* _Supplied data_:
────────────────────────────────────────

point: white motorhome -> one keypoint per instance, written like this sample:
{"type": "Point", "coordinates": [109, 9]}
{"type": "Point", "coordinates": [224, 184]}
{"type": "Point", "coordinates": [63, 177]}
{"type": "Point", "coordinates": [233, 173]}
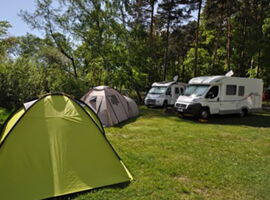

────────────────────────────────────────

* _Exercise aim_: Each line above gets copied exactly; leave the pictures out.

* _Solution for this problem_:
point: white motorhome -> one keypoint per instance, written like this sample:
{"type": "Point", "coordinates": [109, 9]}
{"type": "Point", "coordinates": [224, 184]}
{"type": "Point", "coordinates": [63, 177]}
{"type": "Point", "coordinates": [233, 173]}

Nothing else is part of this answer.